◆ Problem to solve:
Look through the entries that follow and return each line that has the string "tuples".

◆ Region pointing data:
:::::

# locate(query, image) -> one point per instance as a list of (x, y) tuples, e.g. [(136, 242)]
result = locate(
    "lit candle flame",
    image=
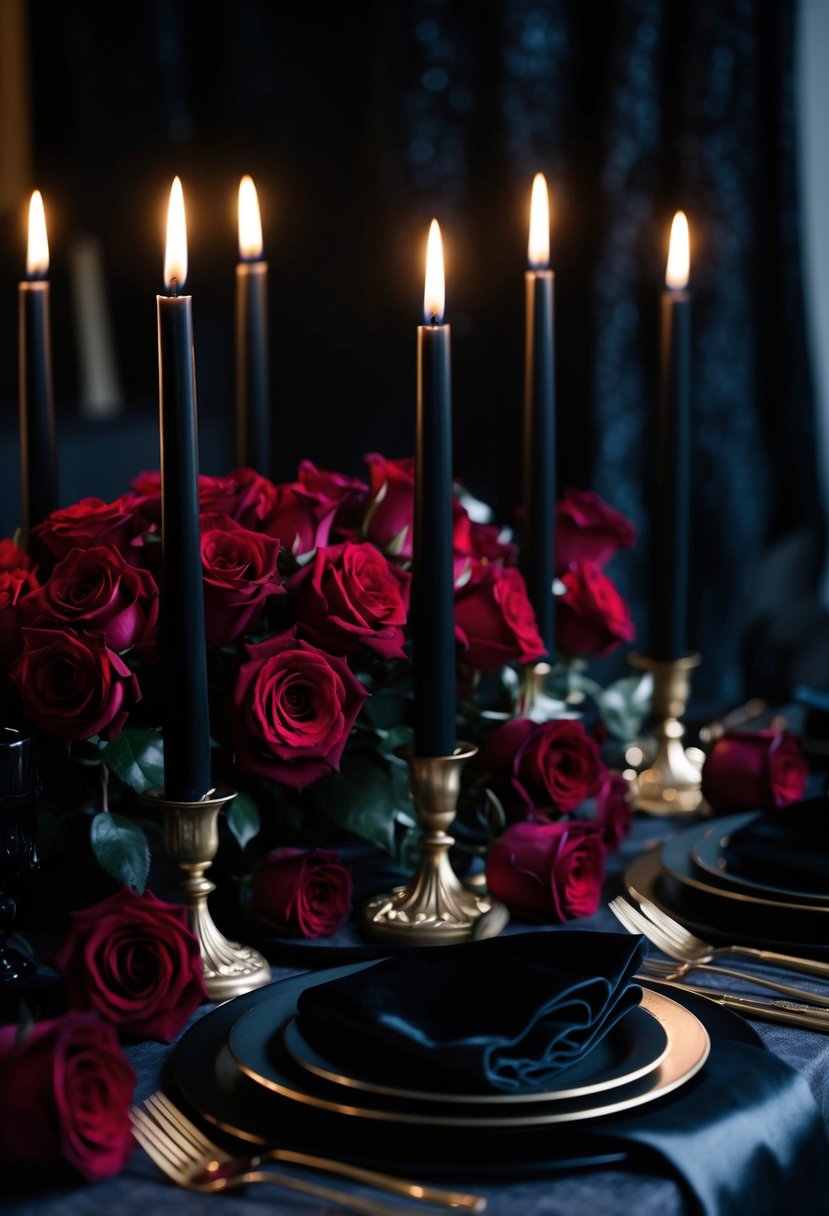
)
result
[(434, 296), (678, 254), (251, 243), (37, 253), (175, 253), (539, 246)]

:::::

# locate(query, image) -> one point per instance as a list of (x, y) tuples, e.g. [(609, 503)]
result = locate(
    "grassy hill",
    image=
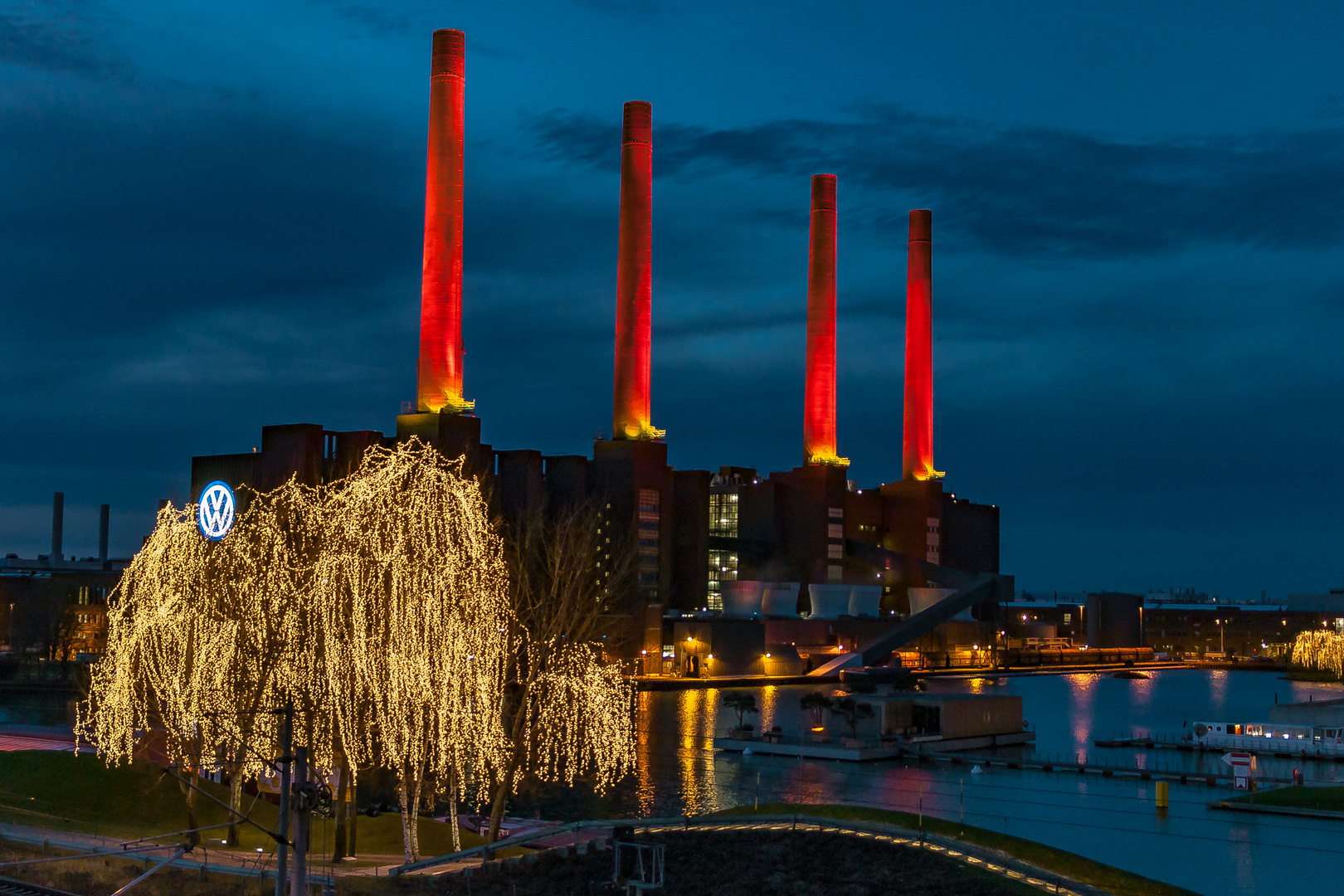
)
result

:::::

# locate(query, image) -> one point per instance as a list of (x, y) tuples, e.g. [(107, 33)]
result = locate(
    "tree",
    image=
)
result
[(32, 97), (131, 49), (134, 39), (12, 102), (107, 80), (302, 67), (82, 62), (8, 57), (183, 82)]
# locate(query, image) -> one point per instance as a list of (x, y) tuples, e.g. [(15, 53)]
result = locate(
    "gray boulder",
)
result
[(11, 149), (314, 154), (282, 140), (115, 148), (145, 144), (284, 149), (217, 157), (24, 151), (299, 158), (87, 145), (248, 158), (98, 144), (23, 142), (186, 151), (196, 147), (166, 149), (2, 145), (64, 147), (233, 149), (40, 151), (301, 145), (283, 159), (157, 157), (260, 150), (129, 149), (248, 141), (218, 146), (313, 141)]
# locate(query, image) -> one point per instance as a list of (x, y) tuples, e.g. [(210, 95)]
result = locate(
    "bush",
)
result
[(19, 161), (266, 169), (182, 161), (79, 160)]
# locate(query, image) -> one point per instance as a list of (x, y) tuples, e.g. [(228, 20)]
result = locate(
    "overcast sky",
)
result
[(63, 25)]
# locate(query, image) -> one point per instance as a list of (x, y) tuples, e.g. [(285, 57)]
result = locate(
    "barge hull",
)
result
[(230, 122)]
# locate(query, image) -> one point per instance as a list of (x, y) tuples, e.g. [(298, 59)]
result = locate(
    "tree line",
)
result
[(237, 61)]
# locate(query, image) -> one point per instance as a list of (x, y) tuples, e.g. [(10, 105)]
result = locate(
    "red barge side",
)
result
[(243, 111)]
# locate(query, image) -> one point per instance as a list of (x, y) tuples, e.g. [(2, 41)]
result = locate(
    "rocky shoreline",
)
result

:::::

◆ Answer section:
# locate(query, image) -> one point per instance as a list of (x, y) tuples, e.g. [(136, 242)]
# locate(query, image) -> one point per instance as a list of (x, y) tuples, e.g. [(609, 503)]
# locate(query, image) -> one point per instance as a list of (x, y) tuples, e.g. [(107, 33)]
# locate(query, image) -> one point per instance as a list of (x, y) tuples, e.g. [(15, 53)]
# locate(query, image) -> one point per instance as a list of (x, y) tuples, e.g. [(210, 95)]
# locate(query, image) -> one point per instance as a list of (x, y) tuples, e.g. [(228, 20)]
# locate(query, image) -> one point per instance as a list of (x, y) tuples, e.g. [(285, 57)]
# locate(query, image) -> one point per instance as a list of (x, y) tuples, e.g. [(298, 59)]
# locate(query, image) -> one point per instance as a list of (x, y) tuples, e.g. [(10, 105)]
# locate(query, image) -> one point per instance as a list of (x, y) tuples, e.g. [(2, 41)]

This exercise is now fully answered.